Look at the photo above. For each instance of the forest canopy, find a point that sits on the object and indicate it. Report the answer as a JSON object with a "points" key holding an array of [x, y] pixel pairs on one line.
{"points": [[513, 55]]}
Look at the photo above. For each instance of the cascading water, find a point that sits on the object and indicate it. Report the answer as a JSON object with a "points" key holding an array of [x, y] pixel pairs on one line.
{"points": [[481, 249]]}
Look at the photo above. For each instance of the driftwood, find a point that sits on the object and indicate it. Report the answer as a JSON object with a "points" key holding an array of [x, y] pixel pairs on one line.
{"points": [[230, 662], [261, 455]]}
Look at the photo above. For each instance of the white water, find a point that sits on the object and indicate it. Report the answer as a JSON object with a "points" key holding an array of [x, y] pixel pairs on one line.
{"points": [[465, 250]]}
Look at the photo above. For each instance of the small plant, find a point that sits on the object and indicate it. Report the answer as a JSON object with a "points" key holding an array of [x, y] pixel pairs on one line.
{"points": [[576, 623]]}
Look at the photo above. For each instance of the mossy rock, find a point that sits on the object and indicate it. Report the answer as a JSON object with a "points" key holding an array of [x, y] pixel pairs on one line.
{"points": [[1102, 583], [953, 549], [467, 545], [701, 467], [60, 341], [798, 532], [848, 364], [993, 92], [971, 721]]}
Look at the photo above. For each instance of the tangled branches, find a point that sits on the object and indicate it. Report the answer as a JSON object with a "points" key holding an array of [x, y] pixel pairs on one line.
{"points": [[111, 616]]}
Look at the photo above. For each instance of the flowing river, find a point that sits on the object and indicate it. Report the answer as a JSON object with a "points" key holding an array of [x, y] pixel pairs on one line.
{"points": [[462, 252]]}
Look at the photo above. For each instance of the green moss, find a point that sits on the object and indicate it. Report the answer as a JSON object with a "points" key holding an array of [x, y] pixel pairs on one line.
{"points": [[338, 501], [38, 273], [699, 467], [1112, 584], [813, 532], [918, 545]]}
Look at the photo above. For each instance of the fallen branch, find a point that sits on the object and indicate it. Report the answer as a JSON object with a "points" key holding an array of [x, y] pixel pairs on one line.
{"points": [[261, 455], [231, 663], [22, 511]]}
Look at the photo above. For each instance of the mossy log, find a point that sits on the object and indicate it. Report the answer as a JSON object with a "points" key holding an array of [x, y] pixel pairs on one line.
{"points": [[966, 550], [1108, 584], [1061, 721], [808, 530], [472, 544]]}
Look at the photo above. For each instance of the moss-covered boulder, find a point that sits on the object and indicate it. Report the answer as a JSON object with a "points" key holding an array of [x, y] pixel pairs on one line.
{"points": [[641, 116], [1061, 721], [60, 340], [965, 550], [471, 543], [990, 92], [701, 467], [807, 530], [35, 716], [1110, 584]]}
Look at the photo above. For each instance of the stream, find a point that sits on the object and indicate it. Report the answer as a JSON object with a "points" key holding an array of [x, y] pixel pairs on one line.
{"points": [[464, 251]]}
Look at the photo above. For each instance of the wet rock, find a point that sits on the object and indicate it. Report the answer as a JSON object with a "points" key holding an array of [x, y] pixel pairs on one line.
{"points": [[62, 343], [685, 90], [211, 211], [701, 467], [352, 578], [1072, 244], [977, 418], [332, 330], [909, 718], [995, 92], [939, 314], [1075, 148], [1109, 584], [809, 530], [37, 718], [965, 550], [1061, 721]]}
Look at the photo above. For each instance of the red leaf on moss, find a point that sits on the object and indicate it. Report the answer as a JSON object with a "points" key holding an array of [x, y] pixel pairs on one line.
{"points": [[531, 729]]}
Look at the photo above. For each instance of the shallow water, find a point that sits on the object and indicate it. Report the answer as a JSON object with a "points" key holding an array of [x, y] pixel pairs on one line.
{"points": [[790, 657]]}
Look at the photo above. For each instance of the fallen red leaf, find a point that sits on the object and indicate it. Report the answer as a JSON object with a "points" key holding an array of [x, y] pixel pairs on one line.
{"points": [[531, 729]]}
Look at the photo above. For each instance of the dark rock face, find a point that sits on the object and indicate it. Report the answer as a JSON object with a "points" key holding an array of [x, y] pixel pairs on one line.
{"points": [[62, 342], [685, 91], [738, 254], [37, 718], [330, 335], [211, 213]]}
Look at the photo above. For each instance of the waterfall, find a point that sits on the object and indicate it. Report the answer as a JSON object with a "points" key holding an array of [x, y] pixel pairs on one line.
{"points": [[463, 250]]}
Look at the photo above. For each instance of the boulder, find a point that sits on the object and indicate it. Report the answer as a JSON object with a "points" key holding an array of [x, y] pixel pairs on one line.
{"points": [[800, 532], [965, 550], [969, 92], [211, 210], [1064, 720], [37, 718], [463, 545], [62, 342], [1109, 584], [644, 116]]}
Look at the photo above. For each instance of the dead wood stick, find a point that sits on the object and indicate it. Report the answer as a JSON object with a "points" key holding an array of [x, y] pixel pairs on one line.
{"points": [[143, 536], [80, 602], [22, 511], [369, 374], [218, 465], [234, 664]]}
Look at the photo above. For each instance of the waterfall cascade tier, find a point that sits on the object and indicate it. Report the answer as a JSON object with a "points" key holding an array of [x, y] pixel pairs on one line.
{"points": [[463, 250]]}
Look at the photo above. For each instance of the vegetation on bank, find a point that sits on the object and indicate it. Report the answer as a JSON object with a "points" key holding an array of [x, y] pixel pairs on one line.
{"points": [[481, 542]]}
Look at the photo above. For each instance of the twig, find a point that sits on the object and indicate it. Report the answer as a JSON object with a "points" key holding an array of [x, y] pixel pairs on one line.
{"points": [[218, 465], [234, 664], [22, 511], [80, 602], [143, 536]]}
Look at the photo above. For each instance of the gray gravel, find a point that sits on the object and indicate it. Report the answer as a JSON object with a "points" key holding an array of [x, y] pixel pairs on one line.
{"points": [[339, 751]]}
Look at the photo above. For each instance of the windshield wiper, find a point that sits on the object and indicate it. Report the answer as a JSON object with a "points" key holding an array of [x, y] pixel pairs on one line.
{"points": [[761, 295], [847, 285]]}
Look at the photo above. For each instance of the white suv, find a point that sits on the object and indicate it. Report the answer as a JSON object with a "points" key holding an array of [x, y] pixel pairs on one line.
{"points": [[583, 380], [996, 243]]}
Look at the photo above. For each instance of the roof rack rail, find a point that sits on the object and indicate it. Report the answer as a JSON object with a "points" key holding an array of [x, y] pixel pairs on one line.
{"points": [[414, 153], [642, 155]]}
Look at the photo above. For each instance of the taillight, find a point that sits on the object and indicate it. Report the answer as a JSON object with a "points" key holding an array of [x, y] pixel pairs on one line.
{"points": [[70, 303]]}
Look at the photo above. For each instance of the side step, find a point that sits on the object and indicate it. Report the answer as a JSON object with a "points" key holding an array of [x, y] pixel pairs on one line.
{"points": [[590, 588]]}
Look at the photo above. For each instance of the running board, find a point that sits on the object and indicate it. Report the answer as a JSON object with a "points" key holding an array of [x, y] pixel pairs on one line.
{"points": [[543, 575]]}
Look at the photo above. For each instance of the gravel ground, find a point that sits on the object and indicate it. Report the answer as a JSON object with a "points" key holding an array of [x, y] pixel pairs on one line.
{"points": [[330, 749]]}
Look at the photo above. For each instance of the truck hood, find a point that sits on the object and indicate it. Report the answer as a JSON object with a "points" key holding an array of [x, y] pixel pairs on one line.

• • • •

» WRITTEN EXERCISE
Set down the entries above again, word for word.

» SOLUTION BELOW
Look at the photo above. For each instance of the forest canopy, find a point that sits on the object and indicate it. Report the answer as a JSON object with a "points" key holding an array of [x, y] pixel pairs on one line.
{"points": [[513, 55]]}
Look at the photo above. For each instance of the cascading water, find a point that sits on the object and indicate it. Report the answer as a JSON object with a "points" key holding an array of [x, y] pixel pairs on one line.
{"points": [[481, 249]]}
Look at the photo above. For each instance of the driftwood, find a point that sits on the object and indicate it. Report the answer as a JSON object with a "points" key holding an array of [x, y] pixel pairs on one line.
{"points": [[230, 662], [261, 455]]}
Look at the photo above. For each instance of the white water, find a point that sits on the object and indicate it. Report the answer as a JSON object with a "points" key holding an array of [x, y] pixel pairs on one line.
{"points": [[465, 250]]}
Look at the photo above. For each instance of the small plant, find a point that sits on the object and indicate it. Report the answer as a JSON object with a "points" key holding an array of [x, y] pixel pairs on one line.
{"points": [[576, 623]]}
Look at the photo above. For each instance of the mossy rock, find a point that sits on the object and indicate it. Report the answer as a JSON object with a "points" key holding an array of [x, y] pixel pairs on one line.
{"points": [[1102, 583], [953, 549], [467, 545], [701, 467], [60, 341], [798, 532], [848, 364], [993, 92], [971, 721]]}
Look at the photo above. For each instance of the tangled branches, find a point that sits on the object and indicate it. Report the answer as a JSON object with a "points" key holding an array of [x, y] pixel pairs on one line.
{"points": [[111, 616]]}
Look at the photo above. For each instance of the flowing river, find a point that sits on the object and indicate it. Report the answer as a JSON object with a "points" key holding an array of [x, y] pixel pairs on one line.
{"points": [[462, 252]]}
Look at the photo above. For each instance of the green moss, find a point that sits on the object and indicate it. Report the answer as a JSON object with a "points" key holding an array of [x, y] pixel pairs on one line.
{"points": [[338, 501], [38, 273], [699, 467], [1112, 584], [813, 532], [918, 545]]}
Look at the photo above. For each instance of the fallen branch, find a point that sits on the object and indicate it. Report the answer as a JSON object with a "points" key holding an array of [x, y] pixel pairs on one line.
{"points": [[261, 455], [231, 663], [22, 511]]}
Look at the photo above. For each instance of the mossy log, find a point that sits on the object and indicate it. Report the answer as a JSON object with a "points" key holding an array of [x, y] pixel pairs on one line.
{"points": [[966, 550], [1108, 584], [1061, 721], [808, 530], [472, 544]]}
Look at the photo above. For each instance of the moss-covered boulder, find a point that sits on the object and indicate it. Report the answer as a JSON object with a "points" key holding an array of [x, y] pixel pairs on one line.
{"points": [[641, 116], [1061, 721], [60, 340], [965, 550], [471, 543], [990, 92], [701, 467], [807, 530], [35, 716], [1110, 584]]}
Look at the photo above. For each instance of the stream, find a point that sits on the object and indicate it. Report the answer as a JSON object with a "points" key holding an array of [x, y] pixel pairs on one line.
{"points": [[464, 251]]}
Look at the photo above. For each instance of the wet rock, find a point that sits on the object and indicate it. Report the answer as a JSON object with a "points" key holding an array of [x, y] pixel pairs on one line.
{"points": [[62, 343], [685, 90], [211, 211], [701, 467], [352, 578], [1072, 244], [977, 418], [332, 330], [909, 718], [995, 92], [939, 314], [1075, 148], [1109, 584], [809, 530], [37, 718], [965, 550], [1061, 721]]}
Look at the photo above. For each instance of the red leaf on moss, find a point that sits on the object and indicate it. Report the answer as a JSON object with a "points" key holding an array of [x, y] pixel pairs on one line.
{"points": [[531, 729]]}
Look at the photo above. For each instance of the shallow water, find a point that sits on the object and indicate it. Report the answer as a JSON object with a "points" key holding an array of [x, y] pixel pairs on one line.
{"points": [[790, 657]]}
Look at the photo above. For each instance of the fallen red leaf, find a point that sits on the object and indicate it. Report the answer as a JSON object with a "points" key holding an array of [x, y] pixel pairs on one line.
{"points": [[531, 729]]}
Look at the photo above. For each instance of the dark rock face, find a point that sits on the object and indicate it. Report the answer as a JSON object with a "points" key holding an array of [x, y] pixel pairs on one line.
{"points": [[62, 342], [685, 91], [738, 254], [37, 718], [330, 335], [211, 213]]}
Look at the photo above. For each instance of the waterfall, find a point that sits on the object and indicate it. Report the answer as a JSON object with a "points" key holding an array of [x, y] pixel pairs on one line.
{"points": [[463, 250]]}
Look at the photo above. For each instance of the boulder, find a point that sits on the object and indicate it. Report the answer as a JSON object with a "points" key holding an array of [x, y] pixel pairs on one line.
{"points": [[800, 532], [965, 550], [969, 92], [211, 210], [1064, 720], [37, 718], [463, 545], [62, 342], [1109, 584], [644, 116]]}
Look at the photo above. For each instance of the dead wood stick, find a point that sits on the object and indicate it. Report the answer as a JSON object with a "points" key holding an array of [x, y] pixel pairs on one line.
{"points": [[143, 536], [80, 602], [22, 511], [369, 374], [218, 465], [234, 664]]}
Look at the photo above. For each instance of the waterfall cascade tier, find a point that sits on the object and indicate it. Report the answer as a JSON object with a "points" key holding an array of [x, y] pixel pairs on one line.
{"points": [[463, 250]]}
Look at the photo above. For each instance of the vegetation on bank, find a point that sits on the object and indicate it. Report the answer as a JSON object with a "points" key holding an array of [x, y] pixel pairs on one line.
{"points": [[481, 542]]}
Look at the photo above. For each instance of the twig, find a point that sits on the object and indicate it. Report the answer as a JSON object with a "points" key holding an array of [x, y] pixel pairs on one line.
{"points": [[218, 465], [234, 664], [22, 511], [80, 602], [143, 536]]}
Look at the photo above. For each instance of the gray gravel, find a point that sits on the object and indicate it. Report the answer as a JSON object with a "points" key holding an array of [x, y] pixel pairs on one line.
{"points": [[339, 751]]}
Look at the photo above. For each instance of the windshield wiper, find a point that sits on the object and indicate it. Report the answer as a JSON object with a "points" key holding an array of [x, y] pixel pairs on one line.
{"points": [[761, 295], [847, 285]]}
Look at the photo above. For each instance of the white suv, find a point that sits on the object and indicate it. Report the answer as a JSON object with a "points" key holding an array of [x, y] pixel pairs on one line.
{"points": [[583, 380], [996, 243]]}
Look at the photo above. For each instance of the roof rack rail, find a point that sits on the object and indicate it. Report the answer as a JSON object with a "points" key holding an array of [x, y] pixel pairs on one line.
{"points": [[414, 153], [642, 155]]}
Look at the photo above. For each instance of the taillight, find a point that sits on the object and indicate it. Report the answer as a JSON object with a "points" key holding an array of [x, y] pixel pairs on one line.
{"points": [[70, 303]]}
Look at the photo above. For each instance of the side step, find a point that sits on the object and indicate it. Report the answer as a JSON object with a "points" key holding an array of [x, y] pixel pairs on one line.
{"points": [[590, 588]]}
Look at the photo above. For each instance of the running board, find a point that sits on the object and indicate it. Report the answer as a JSON object with a "points" key holding an array of [x, y] pixel pairs on one line.
{"points": [[543, 575]]}
Look at the photo above. For each instance of the gravel ground, find a point that sits on the object and indicate it. Report the answer as a JSON object with a "points" key holding an array of [x, y] pixel pairs on one line.
{"points": [[330, 749]]}
Look at the photo above. For each instance of the truck hood, find a point that sits on the object and indicate it. Report the answer as a JSON object with a "points" key holding an array of [x, y] pixel pairs on one line.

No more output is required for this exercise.